YOUR INSTRUCTIONS -
Without including the pictures, copy out every line below.

Dataset rows
____________________

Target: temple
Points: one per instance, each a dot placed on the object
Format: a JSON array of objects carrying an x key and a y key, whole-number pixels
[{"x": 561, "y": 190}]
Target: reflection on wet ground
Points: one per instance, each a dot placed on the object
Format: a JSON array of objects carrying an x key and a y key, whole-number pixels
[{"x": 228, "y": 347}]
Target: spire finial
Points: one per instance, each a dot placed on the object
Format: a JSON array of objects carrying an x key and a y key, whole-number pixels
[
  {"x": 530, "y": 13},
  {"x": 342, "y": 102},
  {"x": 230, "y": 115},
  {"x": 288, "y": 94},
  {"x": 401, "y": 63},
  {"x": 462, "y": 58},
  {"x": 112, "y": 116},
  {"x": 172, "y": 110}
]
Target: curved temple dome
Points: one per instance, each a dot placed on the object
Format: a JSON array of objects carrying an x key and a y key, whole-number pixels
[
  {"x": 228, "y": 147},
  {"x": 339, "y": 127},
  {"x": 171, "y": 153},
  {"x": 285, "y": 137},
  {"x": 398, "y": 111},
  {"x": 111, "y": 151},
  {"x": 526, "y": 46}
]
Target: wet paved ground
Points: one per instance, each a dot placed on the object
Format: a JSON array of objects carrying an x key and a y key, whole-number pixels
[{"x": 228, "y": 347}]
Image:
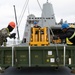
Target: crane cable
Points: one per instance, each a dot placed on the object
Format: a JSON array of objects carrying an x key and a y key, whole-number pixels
[{"x": 57, "y": 58}]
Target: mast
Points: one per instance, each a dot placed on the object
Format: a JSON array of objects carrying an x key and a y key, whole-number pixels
[{"x": 16, "y": 22}]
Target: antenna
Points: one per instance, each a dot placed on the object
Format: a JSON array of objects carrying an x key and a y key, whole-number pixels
[{"x": 16, "y": 21}]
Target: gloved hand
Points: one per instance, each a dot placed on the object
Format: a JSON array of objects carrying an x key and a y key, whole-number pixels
[
  {"x": 55, "y": 38},
  {"x": 12, "y": 35}
]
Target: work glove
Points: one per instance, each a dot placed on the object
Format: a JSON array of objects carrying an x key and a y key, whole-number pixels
[{"x": 13, "y": 35}]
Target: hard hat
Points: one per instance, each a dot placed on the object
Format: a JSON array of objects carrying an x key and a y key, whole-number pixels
[
  {"x": 71, "y": 26},
  {"x": 64, "y": 25},
  {"x": 35, "y": 22},
  {"x": 12, "y": 24}
]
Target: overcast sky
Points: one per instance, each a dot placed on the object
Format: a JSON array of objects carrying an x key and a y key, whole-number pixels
[{"x": 63, "y": 9}]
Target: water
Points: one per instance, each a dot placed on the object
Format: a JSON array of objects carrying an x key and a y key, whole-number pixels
[{"x": 37, "y": 71}]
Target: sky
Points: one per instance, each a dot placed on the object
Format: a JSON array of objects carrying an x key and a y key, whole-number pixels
[{"x": 63, "y": 9}]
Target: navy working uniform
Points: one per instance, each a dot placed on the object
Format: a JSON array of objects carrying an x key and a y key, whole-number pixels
[{"x": 5, "y": 32}]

____________________

WRITTEN RESPONSE -
Target: temple
Points: one per instance, each a dot placed on the object
Format: a JSON array of objects carrying an x key and a y key, whole-number pixels
[{"x": 561, "y": 190}]
Target: reflection on wet ground
Points: one per instance, each a dot placed on the object
Format: a JSON array of objects carrying an x key and a y key, whole-number pixels
[{"x": 228, "y": 347}]
Target: spire finial
Points: one per instance, each a dot placed on the object
Format: a JSON array of objects carrying an x key and a y key, whole-number pixels
[
  {"x": 530, "y": 13},
  {"x": 342, "y": 102},
  {"x": 230, "y": 115},
  {"x": 288, "y": 94},
  {"x": 401, "y": 63},
  {"x": 462, "y": 58},
  {"x": 112, "y": 116},
  {"x": 172, "y": 110}
]
Target: curved temple dome
Points: one per instance, each a dot placed on the object
Format: a JSON array of objects carrying an x key and a y key, whole-number pixels
[
  {"x": 228, "y": 147},
  {"x": 339, "y": 127},
  {"x": 171, "y": 153},
  {"x": 285, "y": 137},
  {"x": 398, "y": 111},
  {"x": 111, "y": 151},
  {"x": 526, "y": 46}
]
Target: wet paved ground
Points: one per instance, each a dot placed on the object
Format: a JSON array of objects carrying an x key and a y key, whole-number pixels
[{"x": 228, "y": 347}]
Image:
Target: crane cable
Points: one per instance, each a dot placed on the object
Format: a JSON array of objects carrying an x key and a y key, whole-number pixels
[{"x": 57, "y": 58}]
Target: mast
Points: one per instance, each a dot placed on the object
Format: a JSON array of objects carrying an x key and a y key, whole-number pixels
[{"x": 16, "y": 22}]
Target: antenna
Points: one per instance, each a dot placed on the object
Format: a JSON array of objects carrying an x key and a y key, whole-number pixels
[{"x": 16, "y": 21}]
Target: gloved hand
Points: one per instance, each a dot placed on the object
Format: a JSON array of objects carrying an x key and a y key, whole-number pixels
[
  {"x": 55, "y": 38},
  {"x": 12, "y": 35}
]
Target: work glove
Points: one per instance, each a dot placed on the object
Format: a JSON array of objects carrying an x key and a y key, whole-number pixels
[{"x": 13, "y": 35}]
Target: hard hat
Points: one per instance, each a dot placed on the object
Format: a JSON array of objects carrying an x key and a y key, whole-number pixels
[
  {"x": 71, "y": 26},
  {"x": 64, "y": 25},
  {"x": 35, "y": 22},
  {"x": 12, "y": 24}
]
Target: overcast sky
Points: one per instance, each a dot placed on the object
Format: a JSON array of objects carrying an x key and a y key, whole-number pixels
[{"x": 63, "y": 9}]
Target: water
Points: one per instance, each a dot placed on the object
Format: a JSON array of objects carrying an x key and a y key, whole-number pixels
[{"x": 37, "y": 71}]
Target: sky
Points: one per instance, each a dot placed on the object
Format: a JSON array of objects carrying an x key and a y key, whole-number pixels
[{"x": 63, "y": 9}]
Target: navy working uniform
Points: one per instance, each a dot placed on the object
Format: a JSON array of objects carrying an x key and a y key, whole-number pixels
[{"x": 5, "y": 32}]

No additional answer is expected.